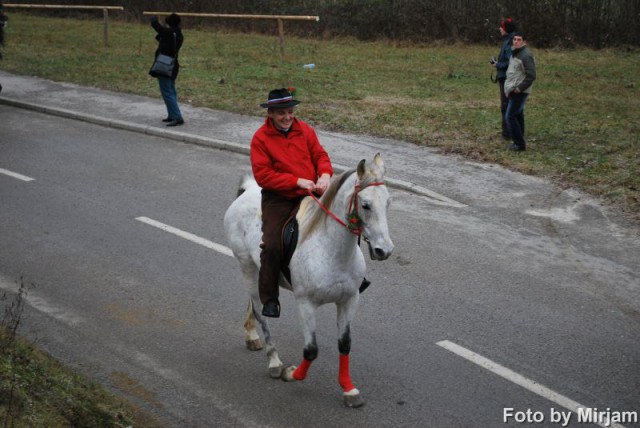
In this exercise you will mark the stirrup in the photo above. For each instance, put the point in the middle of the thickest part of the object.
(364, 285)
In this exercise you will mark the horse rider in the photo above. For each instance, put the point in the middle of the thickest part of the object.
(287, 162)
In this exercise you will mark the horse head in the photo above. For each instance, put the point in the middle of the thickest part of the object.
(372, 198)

——————————

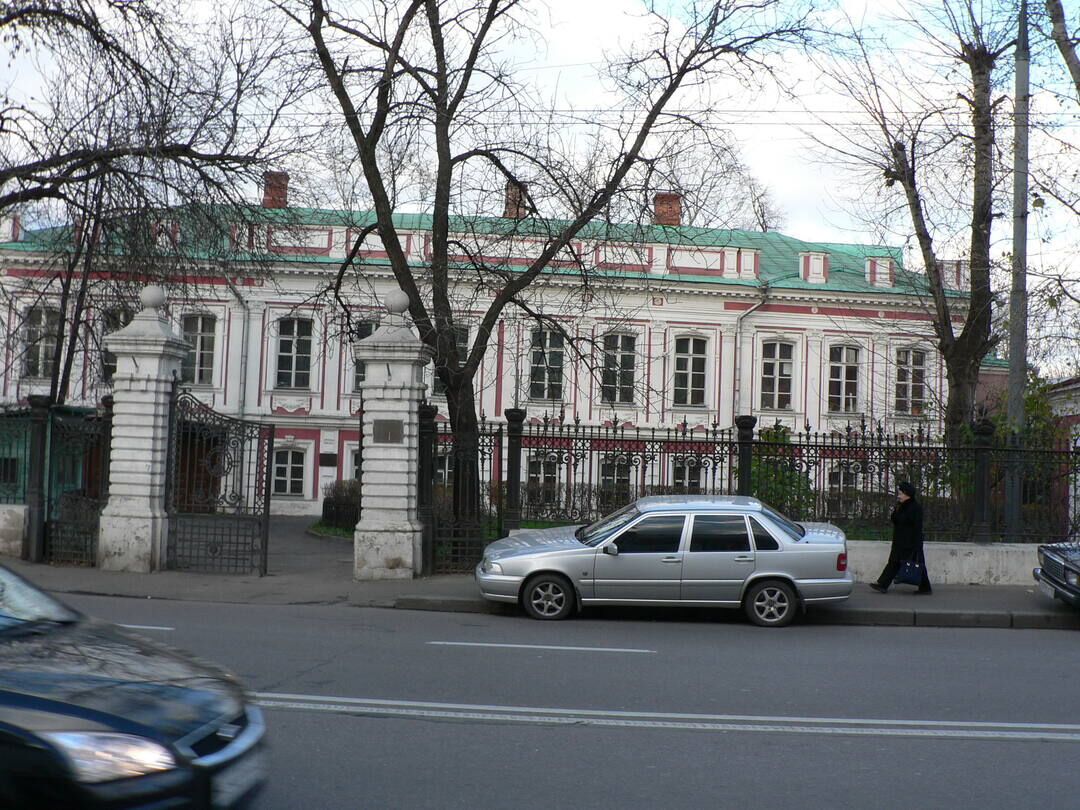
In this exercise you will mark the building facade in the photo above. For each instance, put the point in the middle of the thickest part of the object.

——————————

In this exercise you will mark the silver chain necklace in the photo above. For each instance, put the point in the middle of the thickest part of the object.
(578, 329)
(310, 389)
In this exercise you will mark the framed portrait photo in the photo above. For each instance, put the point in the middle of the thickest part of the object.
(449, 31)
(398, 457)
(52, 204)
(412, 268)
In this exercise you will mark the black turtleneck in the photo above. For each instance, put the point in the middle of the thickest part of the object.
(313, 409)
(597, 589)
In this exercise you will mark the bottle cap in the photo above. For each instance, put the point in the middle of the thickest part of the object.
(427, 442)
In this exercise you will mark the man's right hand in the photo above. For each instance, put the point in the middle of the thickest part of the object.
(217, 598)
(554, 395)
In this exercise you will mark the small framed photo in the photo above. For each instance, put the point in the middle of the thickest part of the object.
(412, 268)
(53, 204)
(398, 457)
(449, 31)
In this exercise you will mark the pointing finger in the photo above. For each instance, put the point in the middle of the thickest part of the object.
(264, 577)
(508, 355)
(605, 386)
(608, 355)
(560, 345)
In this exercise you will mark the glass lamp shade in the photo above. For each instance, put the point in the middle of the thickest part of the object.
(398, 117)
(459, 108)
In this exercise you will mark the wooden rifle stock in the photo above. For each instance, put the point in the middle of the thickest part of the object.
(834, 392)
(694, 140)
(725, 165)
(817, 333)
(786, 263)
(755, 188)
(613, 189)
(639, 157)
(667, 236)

——————————

→ **What is needed**
How many lines of the material contain the word "horse", matching case exactly? Reply with the number alone.

→ **Final answer**
2